- TASK PROMPT: From the line that contains "For every instance of the forested" to the final line of the entries below, write out every line exactly as it appears, and nothing else.

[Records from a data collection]
------
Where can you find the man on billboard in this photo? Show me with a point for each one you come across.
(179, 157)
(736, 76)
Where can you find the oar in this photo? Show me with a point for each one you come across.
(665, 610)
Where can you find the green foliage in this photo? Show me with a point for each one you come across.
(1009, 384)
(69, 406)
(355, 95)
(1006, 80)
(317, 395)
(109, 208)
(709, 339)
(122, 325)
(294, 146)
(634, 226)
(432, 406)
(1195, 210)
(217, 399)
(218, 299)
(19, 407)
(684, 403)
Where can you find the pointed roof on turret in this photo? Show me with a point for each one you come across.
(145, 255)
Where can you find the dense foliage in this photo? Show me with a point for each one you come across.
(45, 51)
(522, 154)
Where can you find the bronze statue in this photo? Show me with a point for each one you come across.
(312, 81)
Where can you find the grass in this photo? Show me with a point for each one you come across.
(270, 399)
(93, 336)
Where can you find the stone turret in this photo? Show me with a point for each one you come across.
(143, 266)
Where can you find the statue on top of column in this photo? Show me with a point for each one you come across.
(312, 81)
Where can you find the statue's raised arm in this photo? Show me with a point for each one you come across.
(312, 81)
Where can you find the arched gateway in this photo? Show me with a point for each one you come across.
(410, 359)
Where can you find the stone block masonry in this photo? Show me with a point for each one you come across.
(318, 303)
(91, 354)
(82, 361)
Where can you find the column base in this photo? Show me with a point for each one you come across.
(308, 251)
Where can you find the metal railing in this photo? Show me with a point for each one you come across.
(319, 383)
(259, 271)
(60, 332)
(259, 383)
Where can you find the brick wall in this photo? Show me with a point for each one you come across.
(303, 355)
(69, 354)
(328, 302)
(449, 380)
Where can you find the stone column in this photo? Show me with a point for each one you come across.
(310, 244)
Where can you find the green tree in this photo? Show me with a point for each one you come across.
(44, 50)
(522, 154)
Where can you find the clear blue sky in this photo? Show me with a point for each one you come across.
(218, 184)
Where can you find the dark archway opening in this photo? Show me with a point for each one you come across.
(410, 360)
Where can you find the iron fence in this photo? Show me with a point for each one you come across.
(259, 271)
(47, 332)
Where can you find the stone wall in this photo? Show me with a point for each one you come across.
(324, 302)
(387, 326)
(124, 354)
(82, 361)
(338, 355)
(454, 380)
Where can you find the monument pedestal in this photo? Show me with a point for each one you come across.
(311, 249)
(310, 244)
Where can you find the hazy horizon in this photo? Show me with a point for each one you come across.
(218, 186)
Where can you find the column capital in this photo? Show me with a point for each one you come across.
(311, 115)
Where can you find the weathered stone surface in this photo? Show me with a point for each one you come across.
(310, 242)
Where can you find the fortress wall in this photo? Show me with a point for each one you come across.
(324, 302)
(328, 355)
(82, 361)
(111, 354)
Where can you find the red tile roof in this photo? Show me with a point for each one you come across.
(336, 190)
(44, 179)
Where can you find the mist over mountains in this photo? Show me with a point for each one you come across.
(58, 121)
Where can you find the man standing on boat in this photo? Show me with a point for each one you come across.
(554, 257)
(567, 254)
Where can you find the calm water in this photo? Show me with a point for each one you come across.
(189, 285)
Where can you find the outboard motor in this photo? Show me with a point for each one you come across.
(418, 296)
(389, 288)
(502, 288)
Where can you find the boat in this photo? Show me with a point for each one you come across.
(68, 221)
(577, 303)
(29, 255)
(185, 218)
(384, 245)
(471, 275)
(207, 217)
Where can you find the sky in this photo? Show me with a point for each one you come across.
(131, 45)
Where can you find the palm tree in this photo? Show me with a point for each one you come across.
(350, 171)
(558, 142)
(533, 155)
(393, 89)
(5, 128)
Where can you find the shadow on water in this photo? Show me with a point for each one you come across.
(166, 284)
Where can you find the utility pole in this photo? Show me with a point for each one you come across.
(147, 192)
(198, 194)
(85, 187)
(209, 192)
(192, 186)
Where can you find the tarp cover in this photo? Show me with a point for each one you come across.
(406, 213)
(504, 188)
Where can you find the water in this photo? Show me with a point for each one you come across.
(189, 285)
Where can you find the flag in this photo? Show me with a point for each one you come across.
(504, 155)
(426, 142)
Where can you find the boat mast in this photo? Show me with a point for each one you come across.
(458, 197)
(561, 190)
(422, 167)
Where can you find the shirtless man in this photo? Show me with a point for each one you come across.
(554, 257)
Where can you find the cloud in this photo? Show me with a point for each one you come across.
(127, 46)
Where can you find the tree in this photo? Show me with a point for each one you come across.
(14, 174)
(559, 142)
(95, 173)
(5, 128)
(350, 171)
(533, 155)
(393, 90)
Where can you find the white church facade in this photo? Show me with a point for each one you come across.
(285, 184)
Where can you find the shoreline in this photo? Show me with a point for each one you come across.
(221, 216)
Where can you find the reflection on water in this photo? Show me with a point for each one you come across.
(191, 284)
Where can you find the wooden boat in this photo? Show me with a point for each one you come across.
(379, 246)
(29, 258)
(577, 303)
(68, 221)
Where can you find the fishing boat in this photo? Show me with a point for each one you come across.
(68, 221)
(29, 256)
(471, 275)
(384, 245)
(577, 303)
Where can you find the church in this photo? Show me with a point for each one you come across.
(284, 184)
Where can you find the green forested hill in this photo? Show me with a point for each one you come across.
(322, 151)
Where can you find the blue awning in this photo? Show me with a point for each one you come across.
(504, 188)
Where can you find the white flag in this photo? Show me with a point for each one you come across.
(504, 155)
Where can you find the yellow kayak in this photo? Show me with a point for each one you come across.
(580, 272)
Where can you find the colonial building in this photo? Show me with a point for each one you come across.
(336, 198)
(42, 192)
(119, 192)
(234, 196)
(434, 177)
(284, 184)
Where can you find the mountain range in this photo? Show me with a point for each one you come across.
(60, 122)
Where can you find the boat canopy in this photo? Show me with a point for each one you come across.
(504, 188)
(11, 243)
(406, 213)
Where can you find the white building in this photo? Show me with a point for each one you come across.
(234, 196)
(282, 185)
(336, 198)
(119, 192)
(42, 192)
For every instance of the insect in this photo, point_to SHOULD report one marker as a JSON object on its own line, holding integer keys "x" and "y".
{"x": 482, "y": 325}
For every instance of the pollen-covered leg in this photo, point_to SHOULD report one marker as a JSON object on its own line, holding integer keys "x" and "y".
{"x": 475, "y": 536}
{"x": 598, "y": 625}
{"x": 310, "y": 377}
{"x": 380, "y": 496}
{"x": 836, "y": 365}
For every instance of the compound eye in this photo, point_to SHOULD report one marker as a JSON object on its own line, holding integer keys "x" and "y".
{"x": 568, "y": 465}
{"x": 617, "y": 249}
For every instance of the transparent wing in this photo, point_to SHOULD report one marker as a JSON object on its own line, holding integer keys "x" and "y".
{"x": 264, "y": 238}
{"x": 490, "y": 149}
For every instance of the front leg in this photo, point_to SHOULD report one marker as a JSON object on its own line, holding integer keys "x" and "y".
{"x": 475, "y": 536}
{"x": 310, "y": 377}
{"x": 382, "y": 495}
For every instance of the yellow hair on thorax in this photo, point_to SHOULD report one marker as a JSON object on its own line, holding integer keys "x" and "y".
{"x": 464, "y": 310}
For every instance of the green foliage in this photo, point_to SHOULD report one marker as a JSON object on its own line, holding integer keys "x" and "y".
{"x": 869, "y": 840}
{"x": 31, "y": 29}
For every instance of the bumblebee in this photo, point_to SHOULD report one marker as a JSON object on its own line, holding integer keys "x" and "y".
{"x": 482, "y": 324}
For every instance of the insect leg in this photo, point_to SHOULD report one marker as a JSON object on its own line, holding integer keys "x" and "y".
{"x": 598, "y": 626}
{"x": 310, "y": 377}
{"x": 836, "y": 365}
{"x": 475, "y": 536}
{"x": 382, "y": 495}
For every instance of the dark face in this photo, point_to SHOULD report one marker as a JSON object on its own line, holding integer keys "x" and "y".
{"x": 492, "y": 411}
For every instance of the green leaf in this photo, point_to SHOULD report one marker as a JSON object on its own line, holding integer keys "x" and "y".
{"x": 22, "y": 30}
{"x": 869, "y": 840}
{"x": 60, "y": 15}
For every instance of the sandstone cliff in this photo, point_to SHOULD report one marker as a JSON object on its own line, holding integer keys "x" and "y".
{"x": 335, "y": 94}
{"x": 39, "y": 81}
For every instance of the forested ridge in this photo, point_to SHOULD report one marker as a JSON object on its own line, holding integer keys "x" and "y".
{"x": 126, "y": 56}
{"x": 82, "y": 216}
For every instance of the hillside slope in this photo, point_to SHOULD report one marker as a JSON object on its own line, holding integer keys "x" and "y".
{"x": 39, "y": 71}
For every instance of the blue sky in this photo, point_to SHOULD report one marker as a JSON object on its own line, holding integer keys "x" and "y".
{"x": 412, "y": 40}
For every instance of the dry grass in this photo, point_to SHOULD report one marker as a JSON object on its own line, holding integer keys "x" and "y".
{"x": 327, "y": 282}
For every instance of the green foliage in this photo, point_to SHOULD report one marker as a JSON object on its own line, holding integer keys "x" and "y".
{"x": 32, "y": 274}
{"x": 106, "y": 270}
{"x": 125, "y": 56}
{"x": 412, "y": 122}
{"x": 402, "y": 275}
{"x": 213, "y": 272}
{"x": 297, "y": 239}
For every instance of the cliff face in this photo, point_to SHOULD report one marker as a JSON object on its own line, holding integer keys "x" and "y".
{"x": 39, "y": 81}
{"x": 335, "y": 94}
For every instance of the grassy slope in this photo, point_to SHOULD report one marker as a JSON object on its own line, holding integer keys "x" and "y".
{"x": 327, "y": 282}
------
- RESULT OF THE EXERCISE:
For every instance of the forested ridge in this photo, point_to SHOULD report one marker as a JSON object on its own line, holding integer keys "x" and "y".
{"x": 126, "y": 56}
{"x": 82, "y": 216}
For every instance of the hillside slope in this photo, point_to SHOULD report one marker as a JSON object on its own line, holding integer keys "x" and "y".
{"x": 39, "y": 71}
For every instance of the blue sky in this photo, point_to SHOULD report one marker as a JSON object on its own line, holding integer keys "x" and "y".
{"x": 412, "y": 40}
For every instance of the dry grass in this photo, point_to SHOULD report one marker as a JSON object on its own line, holding integer keys "x" and "y".
{"x": 327, "y": 282}
For every instance of the green foliage in this photo, point_to SHOULD report one marker as a JSON object on its own line, holding integer keys "x" and "y".
{"x": 32, "y": 274}
{"x": 106, "y": 270}
{"x": 125, "y": 56}
{"x": 412, "y": 122}
{"x": 402, "y": 275}
{"x": 213, "y": 272}
{"x": 297, "y": 239}
For every instance of the cliff face in this photo, point_to SHOULD report one marker as a JSON object on its own line, holding integer keys "x" and "y".
{"x": 39, "y": 81}
{"x": 335, "y": 94}
For every instance of the grassy slope in this photo, point_to SHOULD report one marker as a JSON object on its own line, holding integer keys "x" and "y".
{"x": 327, "y": 282}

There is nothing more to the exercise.